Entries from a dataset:
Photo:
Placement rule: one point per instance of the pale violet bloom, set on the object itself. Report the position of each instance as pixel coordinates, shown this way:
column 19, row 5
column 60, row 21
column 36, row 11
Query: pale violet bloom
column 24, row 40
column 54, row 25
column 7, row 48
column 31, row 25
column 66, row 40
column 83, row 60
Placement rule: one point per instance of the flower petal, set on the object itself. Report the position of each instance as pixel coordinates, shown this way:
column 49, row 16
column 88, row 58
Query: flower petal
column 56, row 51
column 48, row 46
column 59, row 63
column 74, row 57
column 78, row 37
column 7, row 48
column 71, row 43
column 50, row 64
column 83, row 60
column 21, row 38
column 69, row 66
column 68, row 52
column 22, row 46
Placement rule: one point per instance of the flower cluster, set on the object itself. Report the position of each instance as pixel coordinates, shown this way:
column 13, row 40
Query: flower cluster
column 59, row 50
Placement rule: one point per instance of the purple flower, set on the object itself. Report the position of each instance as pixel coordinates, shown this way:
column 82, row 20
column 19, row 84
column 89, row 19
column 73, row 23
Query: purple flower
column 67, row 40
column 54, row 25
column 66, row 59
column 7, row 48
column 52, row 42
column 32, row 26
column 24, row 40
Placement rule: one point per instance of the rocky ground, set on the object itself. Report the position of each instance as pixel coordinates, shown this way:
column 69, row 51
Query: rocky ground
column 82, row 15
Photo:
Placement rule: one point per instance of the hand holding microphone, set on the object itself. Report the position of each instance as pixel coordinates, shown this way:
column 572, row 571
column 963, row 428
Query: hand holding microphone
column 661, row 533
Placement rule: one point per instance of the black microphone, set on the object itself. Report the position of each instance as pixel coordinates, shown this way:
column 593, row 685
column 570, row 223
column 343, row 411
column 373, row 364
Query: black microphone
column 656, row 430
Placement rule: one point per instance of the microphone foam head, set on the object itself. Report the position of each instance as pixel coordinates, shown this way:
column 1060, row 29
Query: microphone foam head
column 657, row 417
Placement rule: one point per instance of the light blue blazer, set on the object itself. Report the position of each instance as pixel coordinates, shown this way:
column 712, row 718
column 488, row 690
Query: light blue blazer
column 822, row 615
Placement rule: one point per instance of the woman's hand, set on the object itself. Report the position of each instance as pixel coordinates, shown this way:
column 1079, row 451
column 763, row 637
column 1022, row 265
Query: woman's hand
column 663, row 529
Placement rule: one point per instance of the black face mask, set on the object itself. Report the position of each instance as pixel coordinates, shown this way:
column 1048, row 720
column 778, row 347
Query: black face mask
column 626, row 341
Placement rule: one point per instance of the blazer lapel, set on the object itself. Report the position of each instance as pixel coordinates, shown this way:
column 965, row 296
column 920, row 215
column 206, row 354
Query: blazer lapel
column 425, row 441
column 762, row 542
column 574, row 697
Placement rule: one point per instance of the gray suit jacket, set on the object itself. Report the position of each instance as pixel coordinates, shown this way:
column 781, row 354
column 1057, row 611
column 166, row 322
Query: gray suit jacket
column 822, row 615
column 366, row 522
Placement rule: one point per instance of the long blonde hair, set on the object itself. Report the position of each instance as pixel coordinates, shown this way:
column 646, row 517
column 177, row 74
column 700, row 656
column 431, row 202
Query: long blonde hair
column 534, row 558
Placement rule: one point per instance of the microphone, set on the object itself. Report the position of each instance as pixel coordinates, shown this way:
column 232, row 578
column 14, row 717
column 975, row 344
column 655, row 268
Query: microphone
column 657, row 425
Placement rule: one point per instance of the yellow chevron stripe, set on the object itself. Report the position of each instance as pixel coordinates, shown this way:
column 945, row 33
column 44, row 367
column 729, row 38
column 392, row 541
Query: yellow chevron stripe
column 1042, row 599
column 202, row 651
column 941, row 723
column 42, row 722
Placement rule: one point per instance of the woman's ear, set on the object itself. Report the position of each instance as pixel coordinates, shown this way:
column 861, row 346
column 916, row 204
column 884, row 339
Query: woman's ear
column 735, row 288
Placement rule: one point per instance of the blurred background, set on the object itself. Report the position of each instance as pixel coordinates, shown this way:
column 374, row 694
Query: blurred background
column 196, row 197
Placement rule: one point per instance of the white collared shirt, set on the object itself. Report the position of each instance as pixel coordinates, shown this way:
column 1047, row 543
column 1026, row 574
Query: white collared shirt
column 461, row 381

*Given request:* From the first line to the last, retype the data exactly.

*Response:*
Photo:
Placement rule: one point per instance of the pale violet bloom, set on the object itself. Report the position of each instance as pixel coordinates, shown this way:
column 19, row 5
column 60, row 21
column 36, row 11
Query: pale violet bloom
column 24, row 40
column 54, row 25
column 7, row 48
column 31, row 25
column 66, row 40
column 83, row 60
Placement rule: one point per instance of the flower petal, set on the object itself. Report the position of each instance as pixel coordinates, shown this way:
column 49, row 16
column 88, row 58
Query: flower petal
column 56, row 51
column 48, row 46
column 59, row 63
column 74, row 57
column 78, row 37
column 7, row 48
column 71, row 43
column 50, row 64
column 83, row 60
column 21, row 38
column 69, row 66
column 68, row 52
column 22, row 46
Placement rule: one point per instance of the flower cluster, set on the object itself. Report the position of each instance as pixel coordinates, shown this way:
column 13, row 40
Query: flower cluster
column 59, row 50
Placement rule: one point per instance of the purple flower, set on the object itself. Report the position of each instance as pixel coordinates, shown this way:
column 82, row 20
column 19, row 84
column 89, row 19
column 73, row 23
Query: purple flower
column 67, row 40
column 54, row 25
column 66, row 59
column 7, row 48
column 52, row 42
column 32, row 26
column 24, row 40
Placement rule: one point per instance of the rocky ground, set on the object itself. Report the position of each instance as pixel coordinates, shown this way:
column 69, row 51
Query: rocky ground
column 82, row 15
Photo:
Placement rule: one point per instance of the hand holding microphone, set on the object itself. Report the position of each instance as pixel coordinates, shown this way:
column 572, row 571
column 963, row 428
Query: hand holding microphone
column 661, row 533
Placement rule: one point per instance of the black microphone, set on the object itself. Report the position of each instance as pixel coordinates, shown this way:
column 593, row 685
column 570, row 223
column 343, row 411
column 373, row 364
Query: black microphone
column 656, row 430
Placement rule: one point per instance of the microphone foam head, set on the object itself. Report the position of each instance as pixel coordinates, shown this way:
column 1060, row 29
Query: microphone foam head
column 657, row 417
Placement rule: one point per instance of the light blue blazer, set on the object itself. Report the position of each instance as pixel coordinates, shown this way:
column 712, row 718
column 488, row 690
Query: light blue blazer
column 822, row 615
Placement rule: one point per instance of the woman's hand, set on the object itself. Report the position of each instance as pixel coordinates, shown this way:
column 1079, row 451
column 763, row 637
column 1022, row 265
Query: woman's hand
column 663, row 529
Placement rule: one point per instance of the black face mask, set on the object itself. Report the position of each instance as pixel coordinates, shown this way:
column 1048, row 720
column 778, row 347
Query: black face mask
column 626, row 341
Placement rule: one point per instance of the blazer lapel, set on the object itself. Report the position of each instance as pixel coordinates, shown this way:
column 965, row 296
column 920, row 215
column 206, row 354
Query: blazer lapel
column 425, row 441
column 762, row 542
column 574, row 697
Placement rule: one point per instance of the gray suit jacket, set on the object itself. Report the position of each instance as pixel coordinates, shown this way:
column 781, row 354
column 1057, row 611
column 166, row 322
Query: gray suit jacket
column 822, row 615
column 366, row 522
Placement rule: one point per instance of the long blonde hair, set on the object itself. Report the position of each instance as pixel coordinates, shown this way:
column 646, row 517
column 177, row 74
column 700, row 656
column 431, row 202
Query: long blonde hair
column 534, row 558
Placement rule: one point per instance of the microphone, set on the object itself. Report the position of each instance as pixel coordinates, shown this way:
column 232, row 578
column 14, row 717
column 975, row 344
column 655, row 268
Query: microphone
column 657, row 425
Placement rule: one point per instance of the yellow chevron stripe, set on the object itself. Report the position of each instance as pixel coordinates, shown this way:
column 945, row 33
column 44, row 367
column 729, row 38
column 392, row 541
Query: yellow chevron stripe
column 1042, row 599
column 202, row 651
column 941, row 723
column 42, row 722
Placement rule: one point per instance of the woman's ear, set on the object itself. Report the position of each instance as pixel coordinates, shown this way:
column 861, row 346
column 916, row 204
column 884, row 339
Query: woman's ear
column 735, row 288
Placement rule: one point per instance of the blurred background, set on the object itself. Report the position of each instance as pixel coordinates, shown this way:
column 374, row 694
Query: blurred background
column 196, row 197
Placement rule: one point per instance of the white collared shirt, set on the object itself. Report the position of each instance as pixel coordinates, shown this way:
column 1047, row 543
column 1026, row 574
Query: white collared shirt
column 461, row 381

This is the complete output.